#### Petikan Teks
────────────────────
Genjot Ekonomi, Pemerintah Didorong Perlebar Defisit Anggaran

Arief Kamaludin|KATADATA
Penulis: Desy Setyowati
20/9/2016, 11.58 WIB

Untuk mengatasi minimnya penerimaan negara, pemerintah telah memangkas dua kali belanja kementerian/lembaga dan daerah. Bahkan ada wacana untuk kembali menyunat biaya pengeluaran untuk menjaga defisit anggaran di bawah tiga persen dari Produk Domestik Bruto (PDB) yang mencapai Rp 12.548 triliun.

Namun, ekonom Bank Central Asia (BCA) David Sumual mengatakan sebenarnya pelebaran defisit merupakan langkah tepat saat penerimaan minim. Sebab, pengeluaran pemerintah menjadi satu-satunya penggerak ekonomi ketika investasi swasta, konsumsi rumah tangga, dan ekspor masih rendah. Pertumbuhan ekonomi yang membaik diharapkan memacu sektor riil berinvestasi sehingga mendorong penerimaan pajak tahun depan.

Tahun ini, pemerintah mematok ekonomi tumbuh 5,2 persen. Salah satu yang diharapkan menjadi penopang yakni program pengampunan pajak atau tax amnesty. Namun, hingga pertengahan September, penerimaan uang tebusan tax amnesty baru sekitar 20 persen dari target Rp 165 triliun. (Baca: Pemerintah Perlu Maksimalkan Ruang Pelebaran Defisit Anggaran).

Defisit anggaran pun diperkirakan makin melebar dari 2,35 persen terhadap PDB -sekitar Rp 296,7 triliun- dalam APBN Perubahan 2016 menjadi 2,7 persen -setara Rp 338,8 triliun. Angka terakhir merupakan perubahan yang ketiga. Awalnya, pemerintah menetapkan defisit anggaran 2,15 persen lalu diubah menjadi 2,35 persen, kemudian dinaikkan lagi menjadi 2,5 persen, dan terakhir 2,7 persen. Salah satu pertimbangannya, penerimaan pajak diperkirakan minus Rp 219 triliun.

Untuk mengatasinya, David menyarankan pemerintah membuat formula fiskal baru agar lebih leluasa mengambil kebijakan saat ekonomi melambat. Kebijakan defisit anggaran di bawah tiga persen dinilai sangat membatasi kewenangan pemerintah untuk mendorong pertumbuhan ekonomi. (Baca: Defisit Anggaran Melebar, Pemerintah Masih Bisa Tambah Surat Utang).
────────────────────
#### Isi Data
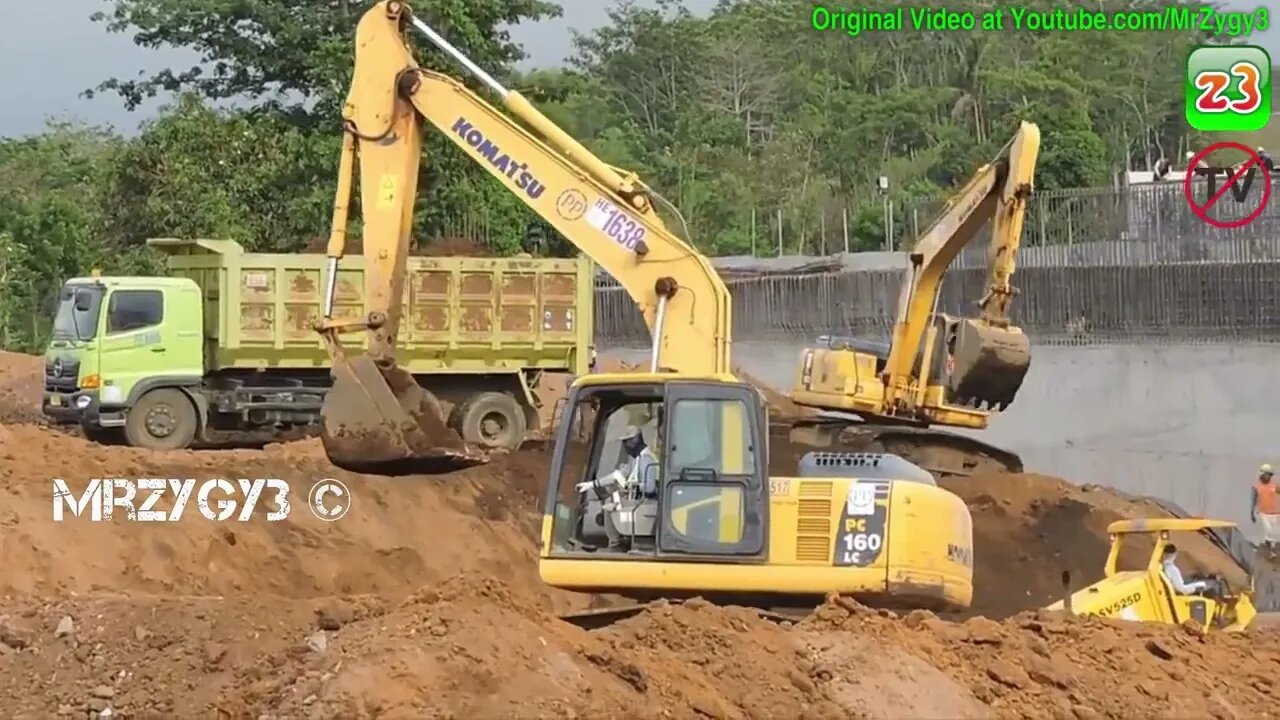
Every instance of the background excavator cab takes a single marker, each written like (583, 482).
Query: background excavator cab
(1144, 593)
────────────────────
#### Yang Perlu Dikerjakan
(1) Salin tanpa perubahan sebagian artikel tentang defisit anggaran di atas. Mulailah pada kata-kata yang memuat "Genjot Ekonomi, Pemerintah", lalu berhentilah setelah "Rp 12.548 triliun.".
(2) Teruskan artikel tentang defisit anggaran di atas, dimulai tepat setelah kalimat terakhir yang ditampilkan.

#### Hasil Setiap Tugas
(1)
Genjot Ekonomi, Pemerintah Didorong Perlebar Defisit Anggaran

Arief Kamaludin|KATADATA
Penulis: Desy Setyowati
20/9/2016, 11.58 WIB

Untuk mengatasi minimnya penerimaan negara, pemerintah telah memangkas dua kali belanja kementerian/lembaga dan daerah. Bahkan ada wacana untuk kembali menyunat biaya pengeluaran untuk menjaga defisit anggaran di bawah tiga persen dari Produk Domestik Bruto (PDB) yang mencapai Rp 12.548 triliun.

(2)
Vietnam, misalnya, memiliki defisit anggaran mencapai 5,4 persen pada 2015. Bahkan sempat 9,3 persen pada 2009. Begitu pun dengan India yang pada tahun lalu defisit anggarannya 3,9 persen dan pernah 7,8 persen pada 2009. Di sisi lain, David mengakui bahwa kebijakan defisit anggaran yang tinggi juga dibarengi dengan rasio pajak yang tinggi sehingga ada jaminan atas risikonya.

Karena itu, amnesti pajak saat ini diharapkan sukses meningkatkan basis pajak. Dengan begitu, pemerintah bisa mempertimbangkan formula baru agar fiskal lebih fleksibel khususnya saat ekonomi lemah dan membutuhkan dorongan dari pengeluaran pemerintah.

“Negara emerging market banyak terapkan counter cyclical (pelebaran defisit), tapi itu karena tax rasio-nya lebih bagus dari Indonesia,” kata David kepada Katadata, Senin, 19 September 2016. (Baca: Amankan Anggaran, Jokowi Minta Kendalikan Cost Recovery Migas).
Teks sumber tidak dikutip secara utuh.